## Selected extract:

Wednesday 27 November 2013

#897

How Star Trek could have used font choices to save space:

"To go where no man has gone before."

Tuesday 26 November 2013

#896

People with synesthesia tend to associate Istanbul accents with a greenish-blue colour called turk-voice.

Monday 25 November 2013

#895

What process do vicars undergo to increase their lifespans?

Pastor-isation.

#894

Yesterday there was a small change in my six-pack muscles. Did you notice my ab-cents?

Saturday 23 November 2013

#893

What do you call someone who wanders without any specific direction?

A vague-abond.

Friday 22 November 2013

Thursday 21 November 2013

#891

"These young streams are too distracted by technology," lamented the old Nile. "They don't even reed any more."

Wednesday 20 November 2013

#890

The Olympic Athletes' Dinner was an embarrassing occasion; the tables were segregated by race.

Tuesday 19 November 2013

#889

Since the global recession, the men's fashion industry has been in de-Klein.

Monday 18 November 2013

#888

What do you call a book that is held together by magic?

Spellbound.

Sunday 17 November 2013

#887

Going several days without listening to Romantic-era music can leave some people Liszt-less.

Saturday 16 November 2013

#886

What do you call a thief who can't stop applauding?

A claptomaniac.

Friday 15 November 2013

#885

What do you call an involuntary spasm caused by Asperger's syndrome?

An autis-tic.

## Work request 1:
Print the part of the pun list between "What do you call a thief" and "by Asperger's syndrome?", inclusive.
## Work request 2:
Do these statements agree with the pun list? Answer yes or no for each, and quote the deciding words of the text. (a) The pun numbered #888 asks about a book held together by magic. (b) The thief who can't stop applauding is called "a kleptomaniac." (c) The question about vicars appears under Tuesday 26 November 2013.

## Given entries:
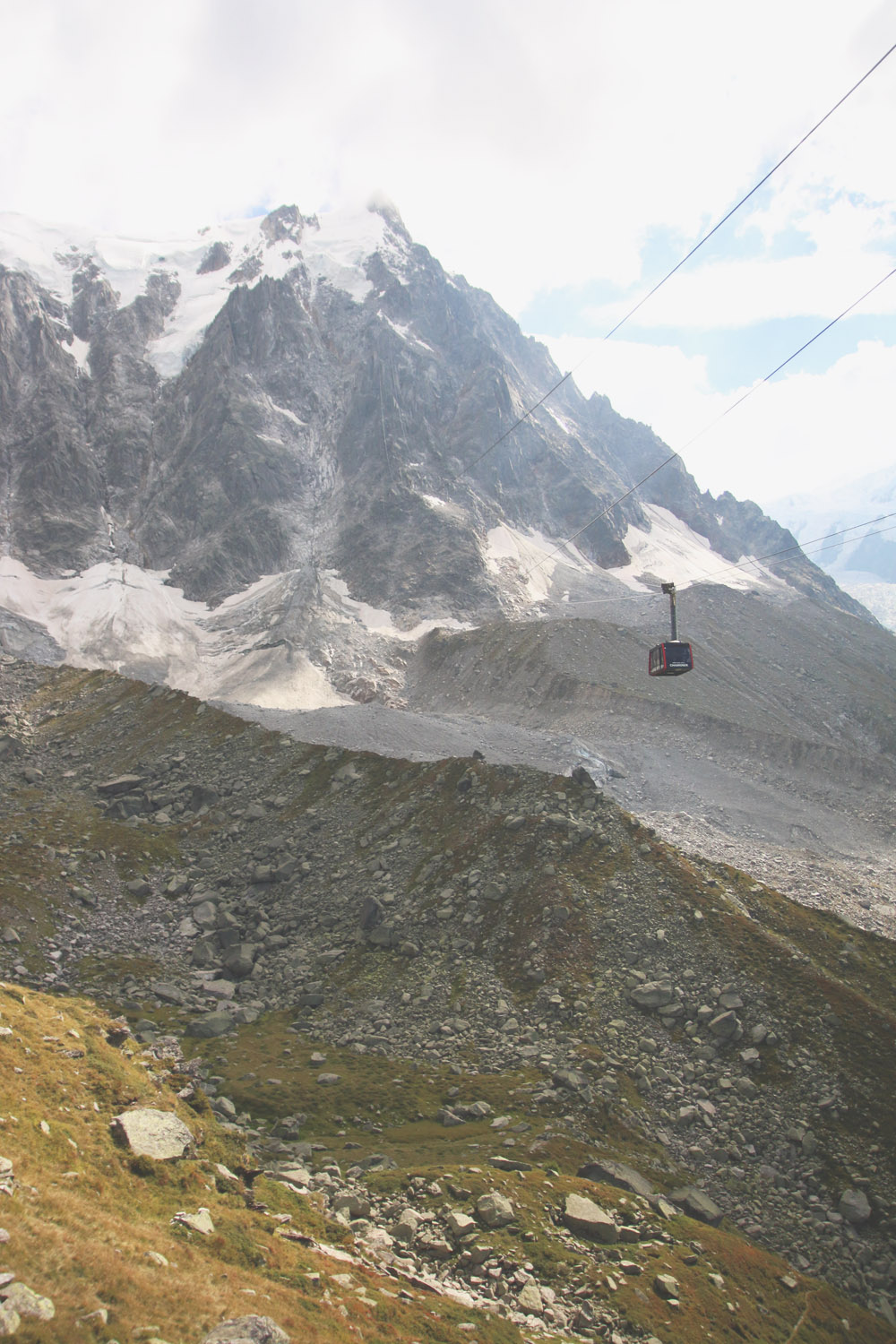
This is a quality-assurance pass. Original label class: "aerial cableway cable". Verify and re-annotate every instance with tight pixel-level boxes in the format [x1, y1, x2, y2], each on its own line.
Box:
[449, 34, 896, 484]
[522, 266, 896, 580]
[542, 513, 896, 612]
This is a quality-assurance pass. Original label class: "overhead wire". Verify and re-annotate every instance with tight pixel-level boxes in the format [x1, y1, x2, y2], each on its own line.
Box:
[522, 266, 896, 578]
[449, 35, 896, 483]
[524, 513, 896, 612]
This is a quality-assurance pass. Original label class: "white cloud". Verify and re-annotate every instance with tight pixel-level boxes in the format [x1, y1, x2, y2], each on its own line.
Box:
[0, 0, 896, 513]
[546, 338, 896, 513]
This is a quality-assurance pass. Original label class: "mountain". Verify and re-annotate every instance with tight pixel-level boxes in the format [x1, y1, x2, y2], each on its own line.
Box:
[772, 467, 896, 631]
[0, 199, 858, 707]
[0, 204, 896, 1344]
[0, 204, 896, 957]
[0, 656, 896, 1344]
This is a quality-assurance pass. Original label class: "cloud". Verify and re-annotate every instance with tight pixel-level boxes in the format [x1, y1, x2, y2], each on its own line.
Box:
[546, 338, 896, 513]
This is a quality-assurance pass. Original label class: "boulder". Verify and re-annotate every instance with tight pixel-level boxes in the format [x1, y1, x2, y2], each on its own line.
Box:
[110, 1107, 194, 1161]
[0, 1284, 56, 1322]
[476, 1191, 514, 1228]
[223, 943, 258, 980]
[629, 980, 675, 1008]
[563, 1195, 619, 1245]
[186, 1012, 234, 1040]
[172, 1209, 215, 1236]
[576, 1160, 654, 1199]
[708, 1008, 740, 1040]
[669, 1185, 721, 1226]
[837, 1190, 871, 1223]
[517, 1284, 544, 1316]
[202, 1316, 290, 1344]
[97, 774, 146, 798]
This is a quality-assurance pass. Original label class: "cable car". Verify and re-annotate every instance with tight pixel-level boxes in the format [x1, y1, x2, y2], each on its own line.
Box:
[648, 583, 694, 676]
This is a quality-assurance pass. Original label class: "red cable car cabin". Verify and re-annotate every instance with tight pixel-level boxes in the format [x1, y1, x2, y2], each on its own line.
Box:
[648, 583, 694, 676]
[648, 640, 694, 676]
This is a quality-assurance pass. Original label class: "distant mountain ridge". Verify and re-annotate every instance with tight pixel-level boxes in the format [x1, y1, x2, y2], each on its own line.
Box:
[0, 206, 875, 706]
[772, 464, 896, 631]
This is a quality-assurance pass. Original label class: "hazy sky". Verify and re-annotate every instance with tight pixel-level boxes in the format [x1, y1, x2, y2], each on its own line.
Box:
[0, 0, 896, 513]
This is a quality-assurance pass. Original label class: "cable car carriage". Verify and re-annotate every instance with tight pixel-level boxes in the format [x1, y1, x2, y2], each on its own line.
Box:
[648, 583, 694, 676]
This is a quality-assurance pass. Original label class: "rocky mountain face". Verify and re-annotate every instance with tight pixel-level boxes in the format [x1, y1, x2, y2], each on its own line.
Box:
[0, 207, 865, 618]
[0, 658, 896, 1344]
[774, 467, 896, 631]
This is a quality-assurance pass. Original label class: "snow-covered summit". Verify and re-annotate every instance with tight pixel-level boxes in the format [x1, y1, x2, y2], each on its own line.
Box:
[0, 203, 394, 378]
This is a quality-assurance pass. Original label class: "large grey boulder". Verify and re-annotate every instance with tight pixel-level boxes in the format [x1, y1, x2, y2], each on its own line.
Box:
[476, 1191, 513, 1228]
[629, 980, 675, 1008]
[110, 1107, 194, 1161]
[186, 1012, 234, 1040]
[202, 1316, 290, 1344]
[563, 1195, 619, 1245]
[669, 1185, 721, 1225]
[837, 1190, 871, 1223]
[0, 1282, 56, 1322]
[576, 1159, 654, 1199]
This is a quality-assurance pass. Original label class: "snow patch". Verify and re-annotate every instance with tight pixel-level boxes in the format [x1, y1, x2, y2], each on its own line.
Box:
[0, 556, 348, 710]
[323, 570, 474, 644]
[482, 523, 594, 602]
[608, 504, 782, 593]
[0, 210, 392, 378]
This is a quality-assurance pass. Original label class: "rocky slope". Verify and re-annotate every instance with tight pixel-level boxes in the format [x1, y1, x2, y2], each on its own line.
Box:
[0, 661, 896, 1344]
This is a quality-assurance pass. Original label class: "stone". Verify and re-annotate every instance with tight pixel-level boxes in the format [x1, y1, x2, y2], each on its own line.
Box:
[202, 1316, 290, 1344]
[563, 1195, 619, 1245]
[172, 1209, 215, 1236]
[392, 1209, 420, 1246]
[0, 1284, 56, 1322]
[444, 1209, 476, 1236]
[223, 943, 256, 980]
[669, 1185, 721, 1226]
[110, 1107, 194, 1161]
[517, 1284, 544, 1316]
[576, 1159, 654, 1199]
[476, 1191, 514, 1228]
[392, 1209, 420, 1246]
[189, 900, 218, 929]
[97, 774, 146, 798]
[149, 980, 184, 1004]
[708, 1008, 740, 1040]
[837, 1190, 871, 1223]
[185, 1012, 234, 1040]
[629, 980, 675, 1008]
[333, 1191, 371, 1219]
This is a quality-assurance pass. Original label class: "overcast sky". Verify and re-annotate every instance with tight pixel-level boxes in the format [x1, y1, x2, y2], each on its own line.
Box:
[0, 0, 896, 513]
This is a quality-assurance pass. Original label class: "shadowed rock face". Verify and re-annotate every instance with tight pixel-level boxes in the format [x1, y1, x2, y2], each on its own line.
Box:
[0, 207, 849, 620]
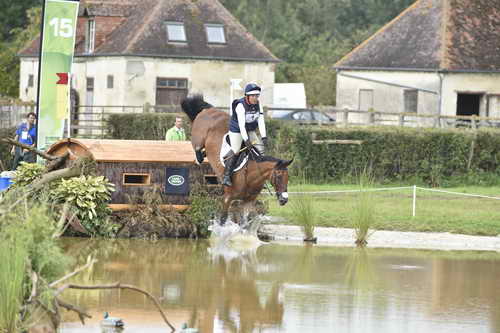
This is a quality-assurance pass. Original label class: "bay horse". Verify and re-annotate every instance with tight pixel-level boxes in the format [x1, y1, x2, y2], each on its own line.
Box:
[181, 95, 293, 225]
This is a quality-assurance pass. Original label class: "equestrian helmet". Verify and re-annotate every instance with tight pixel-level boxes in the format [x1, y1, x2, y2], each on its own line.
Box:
[245, 83, 261, 96]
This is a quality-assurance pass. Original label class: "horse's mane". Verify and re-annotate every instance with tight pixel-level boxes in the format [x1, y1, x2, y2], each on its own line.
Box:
[181, 95, 213, 121]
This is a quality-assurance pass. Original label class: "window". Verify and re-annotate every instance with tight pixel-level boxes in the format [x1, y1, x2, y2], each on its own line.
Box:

## Exercise result 1:
What do you call a thief who can't stop applauding?

A claptomaniac.

Friday 15 November 2013

#885

What do you call an involuntary spasm caused by Asperger's syndrome?

## Exercise result 2:
(a) Yes: "What do you call a book that is held together by magic?"
(b) No: "A claptomaniac."
(c) No: "Monday 25 November 2013"